◆ **What you have to do**: In the thread below on saving a Python object, list every name written directly after "pickle." in dot notation, each name once.

◆ **Text passage**:
+---+
Search code examples
pythonserializationpersistence

Saving an Object (Data persistence)


I've created an object like this:

company1.name = 'banana' 
company1.value = 40

I would like to save this object. How can I do that?


Solution

  • You could use the pickle module in the standard library. Here's an elementary application of it to your example:

    import pickle
    
    class Company(object):
        def __init__(self, name, value):
            self.name = name
            self.value = value
    
    with open('company_data.pkl', 'wb') as outp:
        company1 = Company('banana', 40)
        pickle.dump(company1, outp, pickle.HIGHEST_PROTOCOL)
    
        company2 = Company('spam', 42)
        pickle.dump(company2, outp, pickle.HIGHEST_PROTOCOL)
    
    del company1
    del company2
    
    with open('company_data.pkl', 'rb') as inp:
        company1 = pickle.load(inp)
        print(company1.name)  # -> banana
        print(company1.value)  # -> 40
    
        company2 = pickle.load(inp)
        print(company2.name) # -> spam
        print(company2.value)  # -> 42
    

    You could also define your own simple utility like the following which opens a file and writes a single object to it:

    def save_object(obj, filename):
        with open(filename, 'wb') as outp:  # Overwrites any existing file.
            pickle.dump(obj, outp, pickle.HIGHEST_PROTOCOL)
    
    # sample usage
    save_object(company1, 'company1.pkl')
    

    Update

    Since this is such a popular answer, I'd like touch on a few slightly advanced usage topics.

    cPickle (or _pickle) vs pickle

    It's almost always preferable to actually use the cPickle module rather than pickle because the former is written in C and is much faster. There are some subtle differences between them, but in most situations they're equivalent and the C version will provide greatly superior performance. Switching to it couldn't be easier, just change the import statement to this:

    import cPickle as pickle
    

    In Python 3, cPickle was renamed _pickle, but doing this is no longer necessary since the pickle module now does it automatically—see What difference between pickle and _pickle in python 3?.

    The rundown is you could use something like the following to ensure that your code will always use the C version when it's available in both Python 2 and 3:

    try:
        import cPickle as pickle
    except ModuleNotFoundError:
        import pickle
    

    Data stream formats (protocols)

    pickle can read and write files in several different, Python-specific, formats, called protocols as described in the documentation, "Protocol version 0" is ASCII and therefore "human-readable". Versions > 0 are binary and the highest one available depends on what version of Python is being used. The default also depends on Python version. In Python 2 the default was Protocol version 0, but in Python 3.8.1, it's Protocol version 4. In Python 3.x the module had a pickle.DEFAULT_PROTOCOL added to it, but that doesn't exist in Python 2.
+---+
◆ **Provided information**:
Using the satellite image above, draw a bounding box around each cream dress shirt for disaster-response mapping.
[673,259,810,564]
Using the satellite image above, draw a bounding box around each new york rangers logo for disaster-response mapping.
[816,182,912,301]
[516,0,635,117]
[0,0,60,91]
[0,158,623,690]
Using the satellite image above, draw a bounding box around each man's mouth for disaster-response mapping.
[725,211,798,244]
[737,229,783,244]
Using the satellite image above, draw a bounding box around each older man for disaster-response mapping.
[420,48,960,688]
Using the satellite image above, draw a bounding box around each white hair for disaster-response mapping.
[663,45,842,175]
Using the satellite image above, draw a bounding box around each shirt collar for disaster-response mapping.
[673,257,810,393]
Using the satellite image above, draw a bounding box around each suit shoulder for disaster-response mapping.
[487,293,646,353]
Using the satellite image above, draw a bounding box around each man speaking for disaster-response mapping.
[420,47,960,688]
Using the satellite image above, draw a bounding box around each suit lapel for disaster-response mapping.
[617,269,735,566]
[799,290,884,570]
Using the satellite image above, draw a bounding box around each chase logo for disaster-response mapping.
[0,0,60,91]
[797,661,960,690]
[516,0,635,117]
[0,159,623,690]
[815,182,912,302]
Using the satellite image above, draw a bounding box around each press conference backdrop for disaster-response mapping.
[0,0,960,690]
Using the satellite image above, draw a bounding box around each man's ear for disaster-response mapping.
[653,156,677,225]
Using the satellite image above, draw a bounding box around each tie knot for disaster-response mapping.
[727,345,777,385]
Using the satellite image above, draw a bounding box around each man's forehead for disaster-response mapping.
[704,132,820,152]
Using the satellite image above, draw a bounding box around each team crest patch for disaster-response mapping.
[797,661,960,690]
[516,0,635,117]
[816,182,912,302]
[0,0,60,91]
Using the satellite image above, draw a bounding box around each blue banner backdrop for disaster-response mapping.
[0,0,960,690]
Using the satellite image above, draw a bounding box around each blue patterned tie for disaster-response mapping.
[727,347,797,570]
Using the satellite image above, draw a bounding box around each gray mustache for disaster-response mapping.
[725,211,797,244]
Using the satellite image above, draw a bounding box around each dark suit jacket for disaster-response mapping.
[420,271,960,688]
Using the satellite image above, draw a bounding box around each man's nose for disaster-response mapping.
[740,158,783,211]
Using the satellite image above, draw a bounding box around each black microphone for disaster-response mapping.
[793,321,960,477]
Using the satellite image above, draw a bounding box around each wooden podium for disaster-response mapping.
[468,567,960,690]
+---+
◆ **Full output**:
- pickle.dump
- pickle.HIGHEST_PROTOCOL
- pickle.load
- pickle.DEFAULT_PROTOCOL